··· SUPPLIED DATA ···
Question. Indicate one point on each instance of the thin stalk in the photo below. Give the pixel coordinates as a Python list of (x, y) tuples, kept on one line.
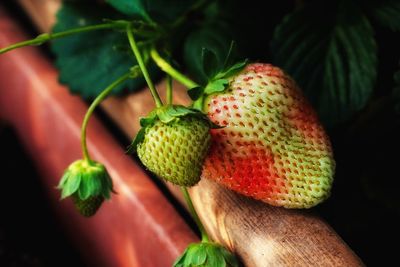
[(142, 66), (204, 235), (90, 110), (166, 67), (42, 38), (169, 90)]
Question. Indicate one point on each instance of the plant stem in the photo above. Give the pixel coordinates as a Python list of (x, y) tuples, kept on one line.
[(142, 66), (166, 67), (169, 90), (40, 39), (204, 235), (90, 110)]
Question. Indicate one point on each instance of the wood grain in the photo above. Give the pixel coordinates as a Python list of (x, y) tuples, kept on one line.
[(260, 234)]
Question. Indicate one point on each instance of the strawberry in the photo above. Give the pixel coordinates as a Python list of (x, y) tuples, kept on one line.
[(272, 146), (87, 207), (88, 183), (173, 143)]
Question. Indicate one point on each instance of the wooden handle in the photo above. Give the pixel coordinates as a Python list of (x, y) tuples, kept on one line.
[(260, 234)]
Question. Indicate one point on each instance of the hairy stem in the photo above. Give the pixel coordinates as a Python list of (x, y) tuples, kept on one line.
[(167, 68), (169, 90), (92, 107), (42, 38), (142, 66), (204, 235)]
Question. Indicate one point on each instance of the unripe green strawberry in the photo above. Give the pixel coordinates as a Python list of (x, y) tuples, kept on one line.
[(87, 207), (272, 148), (88, 183), (175, 151)]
···
PROBLEM DESCRIPTION:
Each entry must be set down word for word; no image may be carried over.

TASK OUTPUT:
Question. Indicate one point on each instance of the thin stalk in the photo below. Give the pixel coordinates as a Python list of (x, y) tuples, kept on one line.
[(142, 66), (204, 235), (90, 110), (166, 67), (42, 38), (169, 90)]
Question. Indicate one point on each instance of the plant stem in the photo above. Give the pixel coordinates as a Python list of (x, y) tuples, kept on one line.
[(142, 66), (166, 67), (169, 90), (40, 39), (204, 235), (90, 110)]
Question. Indicate one point on each instance of the wood grain in the photo above. Give the pixel coordinates as a Python list of (x, y) tuples, kept on one line.
[(260, 234)]
Question. Indicate one point on each instance of the strawberry in the photo above. Give the pixel coordinates as a Python list of (x, y) tuples, kept on one line.
[(272, 146), (87, 207), (88, 183), (173, 143)]
Question. Indicate one point on each instance of the wooden handle in the photo above. Give the pixel coordinates as a Python list of (x, y) tuples, kept on one line.
[(260, 234)]
Question. Indicate one point on each instance of the hairy stem in the photo above. Give the pixel coordinates as a Python list of (x, y) tuples, kept on one line.
[(167, 68), (169, 90), (92, 107), (42, 38), (142, 66), (204, 235)]
Question. Indicate one point on each instance of the unripe green strawberry in the photo above. Give the pixel coordinates as a Python list of (x, y) tuples, kept on one line.
[(87, 207), (272, 148), (88, 183), (175, 151)]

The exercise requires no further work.